Count the lines in the records below that contain the word "tower", treating uppercase and lowercase as different, and give only that number.

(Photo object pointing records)
-- Start --
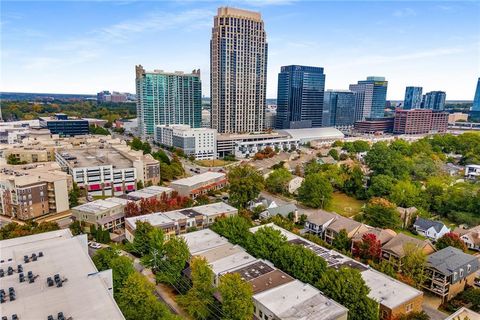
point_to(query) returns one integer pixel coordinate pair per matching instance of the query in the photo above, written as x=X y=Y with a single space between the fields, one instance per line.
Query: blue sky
x=85 y=47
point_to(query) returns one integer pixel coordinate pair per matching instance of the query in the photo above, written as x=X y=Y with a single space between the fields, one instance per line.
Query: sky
x=89 y=46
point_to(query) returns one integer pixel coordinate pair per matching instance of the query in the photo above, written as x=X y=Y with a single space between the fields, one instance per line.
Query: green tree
x=347 y=287
x=198 y=301
x=315 y=191
x=342 y=241
x=382 y=213
x=245 y=185
x=237 y=303
x=413 y=267
x=277 y=181
x=137 y=301
x=450 y=239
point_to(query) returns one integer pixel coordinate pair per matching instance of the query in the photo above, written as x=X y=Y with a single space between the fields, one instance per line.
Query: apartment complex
x=413 y=98
x=339 y=108
x=180 y=221
x=62 y=281
x=165 y=98
x=238 y=71
x=199 y=184
x=300 y=97
x=200 y=143
x=435 y=100
x=419 y=121
x=31 y=191
x=370 y=98
x=108 y=170
x=394 y=297
x=276 y=295
x=60 y=124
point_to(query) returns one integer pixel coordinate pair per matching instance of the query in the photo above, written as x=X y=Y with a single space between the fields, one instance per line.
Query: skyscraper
x=370 y=98
x=434 y=100
x=476 y=99
x=341 y=108
x=238 y=65
x=167 y=98
x=413 y=98
x=300 y=97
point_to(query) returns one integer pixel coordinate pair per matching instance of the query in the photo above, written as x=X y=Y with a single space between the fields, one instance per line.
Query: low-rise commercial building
x=30 y=191
x=448 y=271
x=180 y=221
x=199 y=184
x=108 y=170
x=60 y=124
x=200 y=143
x=394 y=297
x=62 y=280
x=106 y=214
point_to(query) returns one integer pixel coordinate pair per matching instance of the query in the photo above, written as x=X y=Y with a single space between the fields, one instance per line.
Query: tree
x=175 y=257
x=451 y=239
x=381 y=213
x=413 y=265
x=237 y=303
x=347 y=287
x=315 y=191
x=245 y=185
x=277 y=181
x=342 y=241
x=137 y=301
x=198 y=301
x=369 y=248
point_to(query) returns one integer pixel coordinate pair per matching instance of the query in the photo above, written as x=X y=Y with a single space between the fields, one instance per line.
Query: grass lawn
x=212 y=163
x=345 y=205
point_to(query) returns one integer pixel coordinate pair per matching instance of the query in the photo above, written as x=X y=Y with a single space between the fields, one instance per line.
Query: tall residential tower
x=300 y=97
x=238 y=71
x=167 y=98
x=370 y=98
x=413 y=98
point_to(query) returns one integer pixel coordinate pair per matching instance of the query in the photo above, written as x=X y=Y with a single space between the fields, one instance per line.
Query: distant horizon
x=408 y=43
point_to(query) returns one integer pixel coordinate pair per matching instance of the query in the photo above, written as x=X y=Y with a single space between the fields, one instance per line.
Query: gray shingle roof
x=450 y=259
x=426 y=224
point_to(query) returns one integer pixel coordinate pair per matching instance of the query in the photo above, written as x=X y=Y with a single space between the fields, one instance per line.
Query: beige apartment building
x=238 y=65
x=31 y=191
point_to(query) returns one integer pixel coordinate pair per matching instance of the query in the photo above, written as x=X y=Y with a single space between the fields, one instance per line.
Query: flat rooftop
x=198 y=179
x=98 y=205
x=297 y=300
x=95 y=157
x=203 y=240
x=86 y=294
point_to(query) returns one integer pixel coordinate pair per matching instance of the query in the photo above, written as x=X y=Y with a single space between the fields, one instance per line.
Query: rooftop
x=451 y=259
x=296 y=300
x=94 y=157
x=203 y=240
x=199 y=178
x=85 y=295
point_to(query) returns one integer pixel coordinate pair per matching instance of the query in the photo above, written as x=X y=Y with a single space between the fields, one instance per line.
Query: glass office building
x=413 y=98
x=339 y=108
x=300 y=97
x=435 y=100
x=370 y=98
x=167 y=98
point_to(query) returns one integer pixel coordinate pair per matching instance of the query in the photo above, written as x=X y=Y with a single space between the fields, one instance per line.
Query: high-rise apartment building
x=238 y=65
x=300 y=97
x=339 y=108
x=413 y=98
x=434 y=100
x=370 y=98
x=476 y=99
x=167 y=98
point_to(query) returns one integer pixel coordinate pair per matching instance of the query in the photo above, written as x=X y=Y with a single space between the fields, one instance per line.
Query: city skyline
x=44 y=51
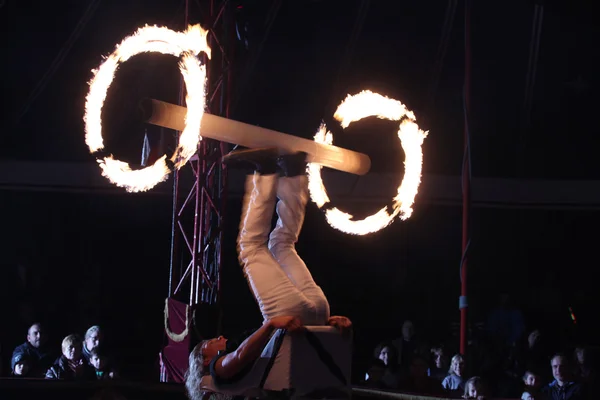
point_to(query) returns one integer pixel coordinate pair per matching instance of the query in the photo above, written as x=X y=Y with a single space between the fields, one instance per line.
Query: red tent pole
x=466 y=187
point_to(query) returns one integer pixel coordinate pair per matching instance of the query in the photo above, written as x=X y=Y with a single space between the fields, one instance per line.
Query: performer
x=282 y=285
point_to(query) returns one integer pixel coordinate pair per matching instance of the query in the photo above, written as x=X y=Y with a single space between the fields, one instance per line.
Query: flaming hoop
x=186 y=45
x=354 y=108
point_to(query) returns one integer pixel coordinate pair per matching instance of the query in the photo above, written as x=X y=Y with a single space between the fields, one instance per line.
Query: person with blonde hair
x=454 y=380
x=474 y=388
x=71 y=365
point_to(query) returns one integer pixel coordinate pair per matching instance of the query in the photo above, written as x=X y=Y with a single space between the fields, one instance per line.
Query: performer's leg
x=293 y=196
x=272 y=289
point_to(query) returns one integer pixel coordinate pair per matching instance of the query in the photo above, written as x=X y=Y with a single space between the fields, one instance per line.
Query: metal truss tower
x=198 y=212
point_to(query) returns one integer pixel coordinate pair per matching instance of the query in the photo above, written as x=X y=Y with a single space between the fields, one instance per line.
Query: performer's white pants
x=281 y=282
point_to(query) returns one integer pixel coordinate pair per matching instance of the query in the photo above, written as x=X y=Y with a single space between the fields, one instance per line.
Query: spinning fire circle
x=354 y=108
x=186 y=45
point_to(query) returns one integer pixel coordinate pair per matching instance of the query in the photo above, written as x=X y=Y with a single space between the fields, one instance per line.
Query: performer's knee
x=321 y=309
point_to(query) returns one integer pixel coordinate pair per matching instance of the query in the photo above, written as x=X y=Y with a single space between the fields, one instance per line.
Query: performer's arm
x=228 y=366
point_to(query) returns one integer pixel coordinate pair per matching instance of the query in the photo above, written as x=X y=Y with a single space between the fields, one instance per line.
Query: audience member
x=35 y=351
x=71 y=365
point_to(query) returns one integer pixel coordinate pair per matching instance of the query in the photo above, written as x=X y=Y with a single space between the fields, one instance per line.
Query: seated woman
x=282 y=285
x=71 y=364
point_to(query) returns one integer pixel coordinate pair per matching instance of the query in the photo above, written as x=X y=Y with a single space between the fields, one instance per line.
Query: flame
x=187 y=45
x=119 y=173
x=354 y=108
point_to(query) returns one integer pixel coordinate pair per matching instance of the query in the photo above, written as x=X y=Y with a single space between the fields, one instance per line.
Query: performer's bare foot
x=263 y=160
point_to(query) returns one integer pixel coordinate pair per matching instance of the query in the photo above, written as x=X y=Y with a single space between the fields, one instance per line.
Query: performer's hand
x=342 y=323
x=291 y=324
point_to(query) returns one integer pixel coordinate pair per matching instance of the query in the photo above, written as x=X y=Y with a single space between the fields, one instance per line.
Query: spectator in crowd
x=387 y=353
x=533 y=383
x=101 y=365
x=375 y=374
x=455 y=381
x=418 y=381
x=38 y=356
x=92 y=339
x=564 y=386
x=475 y=389
x=439 y=369
x=71 y=365
x=22 y=366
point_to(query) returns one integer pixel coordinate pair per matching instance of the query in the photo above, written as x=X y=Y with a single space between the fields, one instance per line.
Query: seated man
x=35 y=351
x=282 y=285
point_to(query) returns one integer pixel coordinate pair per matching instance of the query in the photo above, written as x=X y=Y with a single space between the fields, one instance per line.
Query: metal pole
x=466 y=184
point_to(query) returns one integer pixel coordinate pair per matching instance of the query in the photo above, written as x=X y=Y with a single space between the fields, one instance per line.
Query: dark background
x=103 y=258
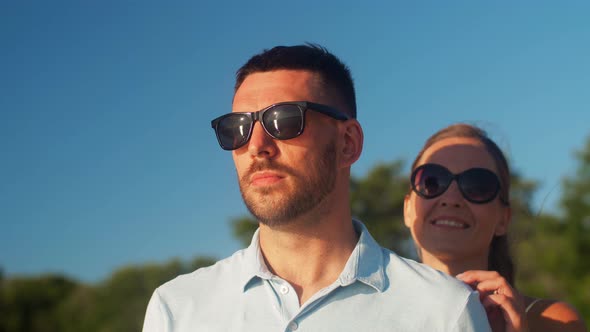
-- End --
# [Full output]
2